**SUPPLIED DATA**
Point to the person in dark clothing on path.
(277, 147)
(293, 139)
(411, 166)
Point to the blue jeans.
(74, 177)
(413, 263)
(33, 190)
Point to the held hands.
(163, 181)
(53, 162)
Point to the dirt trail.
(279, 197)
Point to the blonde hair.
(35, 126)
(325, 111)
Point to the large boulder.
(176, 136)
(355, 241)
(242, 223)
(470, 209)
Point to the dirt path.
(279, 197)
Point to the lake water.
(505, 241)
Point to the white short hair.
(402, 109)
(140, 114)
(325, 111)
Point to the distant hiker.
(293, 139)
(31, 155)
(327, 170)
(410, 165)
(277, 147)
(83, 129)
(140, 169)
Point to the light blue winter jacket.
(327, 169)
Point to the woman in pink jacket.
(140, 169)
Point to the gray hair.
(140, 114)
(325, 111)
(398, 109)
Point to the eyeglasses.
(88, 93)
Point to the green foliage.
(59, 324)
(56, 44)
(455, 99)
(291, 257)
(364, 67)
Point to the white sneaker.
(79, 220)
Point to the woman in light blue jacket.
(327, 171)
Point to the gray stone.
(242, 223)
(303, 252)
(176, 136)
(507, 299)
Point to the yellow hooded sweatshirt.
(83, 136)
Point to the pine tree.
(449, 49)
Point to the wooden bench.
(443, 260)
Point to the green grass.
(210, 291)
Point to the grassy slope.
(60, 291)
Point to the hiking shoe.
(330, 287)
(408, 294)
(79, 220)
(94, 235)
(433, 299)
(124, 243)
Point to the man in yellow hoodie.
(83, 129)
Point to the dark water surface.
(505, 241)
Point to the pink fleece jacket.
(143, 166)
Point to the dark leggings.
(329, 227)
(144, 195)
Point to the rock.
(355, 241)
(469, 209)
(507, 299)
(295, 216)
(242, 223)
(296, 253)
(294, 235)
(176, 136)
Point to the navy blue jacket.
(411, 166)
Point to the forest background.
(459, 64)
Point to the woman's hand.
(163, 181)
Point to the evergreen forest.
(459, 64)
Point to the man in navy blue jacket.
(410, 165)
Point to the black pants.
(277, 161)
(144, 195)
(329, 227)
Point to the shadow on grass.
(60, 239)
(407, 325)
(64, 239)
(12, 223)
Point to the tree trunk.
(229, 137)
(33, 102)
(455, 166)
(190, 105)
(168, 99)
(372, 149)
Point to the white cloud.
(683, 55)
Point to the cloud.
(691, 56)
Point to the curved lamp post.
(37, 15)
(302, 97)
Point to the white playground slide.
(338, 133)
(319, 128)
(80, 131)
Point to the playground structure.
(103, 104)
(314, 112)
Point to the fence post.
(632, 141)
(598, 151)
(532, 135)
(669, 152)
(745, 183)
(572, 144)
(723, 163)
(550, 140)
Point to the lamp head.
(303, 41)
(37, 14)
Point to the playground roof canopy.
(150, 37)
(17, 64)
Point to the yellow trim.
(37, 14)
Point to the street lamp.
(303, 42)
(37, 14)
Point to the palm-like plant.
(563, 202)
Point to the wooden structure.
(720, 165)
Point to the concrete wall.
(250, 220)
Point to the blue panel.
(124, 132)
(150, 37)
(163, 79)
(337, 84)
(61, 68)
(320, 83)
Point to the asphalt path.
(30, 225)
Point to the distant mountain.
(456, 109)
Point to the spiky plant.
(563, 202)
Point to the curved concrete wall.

**DIRECTION**
Copy all of the records above word for word, line by line, with nothing added or left out.

**EXPECTED ANSWER**
Point to the person in dark clothing on path.
(277, 147)
(293, 139)
(411, 166)
Point to the blue jeans.
(74, 177)
(413, 263)
(33, 190)
Point to the held hands.
(163, 181)
(53, 162)
Point to the dirt trail.
(279, 197)
Point to the blonde hair.
(35, 126)
(325, 111)
Point to the large boulder.
(176, 136)
(355, 241)
(242, 223)
(470, 209)
Point to the dirt path.
(279, 197)
Point to the lake water.
(505, 241)
Point to the white short hair.
(402, 109)
(140, 114)
(325, 111)
Point to the distant hiker.
(293, 139)
(31, 155)
(327, 170)
(410, 165)
(277, 147)
(83, 129)
(140, 169)
Point to the light blue winter jacket.
(327, 169)
Point to the woman in pink jacket.
(140, 169)
Point to the gray hair.
(140, 114)
(325, 111)
(398, 109)
Point to the eyeglasses.
(88, 93)
Point to the green foliage.
(59, 324)
(56, 44)
(455, 99)
(291, 257)
(364, 67)
Point to the white sneaker.
(79, 220)
Point to the woman in light blue jacket.
(327, 171)
Point to the gray stone.
(242, 223)
(303, 252)
(176, 136)
(507, 299)
Point to the yellow hooded sweatshirt.
(83, 136)
Point to the pine tree.
(449, 49)
Point to the wooden bench.
(443, 260)
Point to the green grass.
(210, 291)
Point to the grassy slope.
(60, 291)
Point to the hiking shoe.
(330, 287)
(408, 294)
(79, 220)
(94, 235)
(433, 299)
(124, 243)
Point to the man in yellow hoodie.
(83, 129)
Point to the dark water surface.
(505, 241)
Point to the pink fleece jacket.
(143, 166)
Point to the dark leggings.
(329, 227)
(144, 195)
Point to the rock.
(355, 241)
(469, 209)
(507, 299)
(295, 216)
(242, 223)
(296, 253)
(294, 235)
(176, 136)
Point to the navy blue jacket.
(411, 166)
Point to the forest background.
(459, 64)
Point to the woman's hand.
(163, 181)
Point to the evergreen forest.
(459, 64)
Point to the man in navy blue jacket.
(410, 165)
Point to the black pants.
(277, 161)
(144, 195)
(329, 227)
Point to the shadow on grass.
(60, 239)
(407, 325)
(64, 239)
(12, 223)
Point to the tree trunk.
(229, 137)
(33, 102)
(455, 166)
(190, 105)
(168, 99)
(372, 149)
Point to the white cloud.
(683, 55)
Point to the cloud.
(691, 56)
Point to the curved lamp post.
(37, 15)
(302, 97)
Point to the white playground slide.
(338, 133)
(319, 128)
(80, 131)
Point to the playground structure.
(103, 104)
(314, 112)
Point to the fence post.
(632, 141)
(598, 151)
(532, 135)
(669, 152)
(745, 183)
(572, 144)
(723, 163)
(550, 140)
Point to the lamp head.
(303, 41)
(37, 14)
Point to the playground roof canopy.
(150, 37)
(17, 64)
Point to the yellow trim.
(37, 14)
Point to the street lamp.
(303, 42)
(37, 14)
Point to the palm-like plant.
(563, 202)
Point to the wooden structure.
(720, 165)
Point to the concrete wall.
(250, 220)
Point to the blue panel.
(124, 132)
(150, 37)
(163, 79)
(337, 84)
(61, 68)
(320, 83)
Point to the asphalt path.
(30, 225)
Point to the distant mountain.
(456, 109)
Point to the spiky plant.
(563, 202)
Point to the curved concrete wall.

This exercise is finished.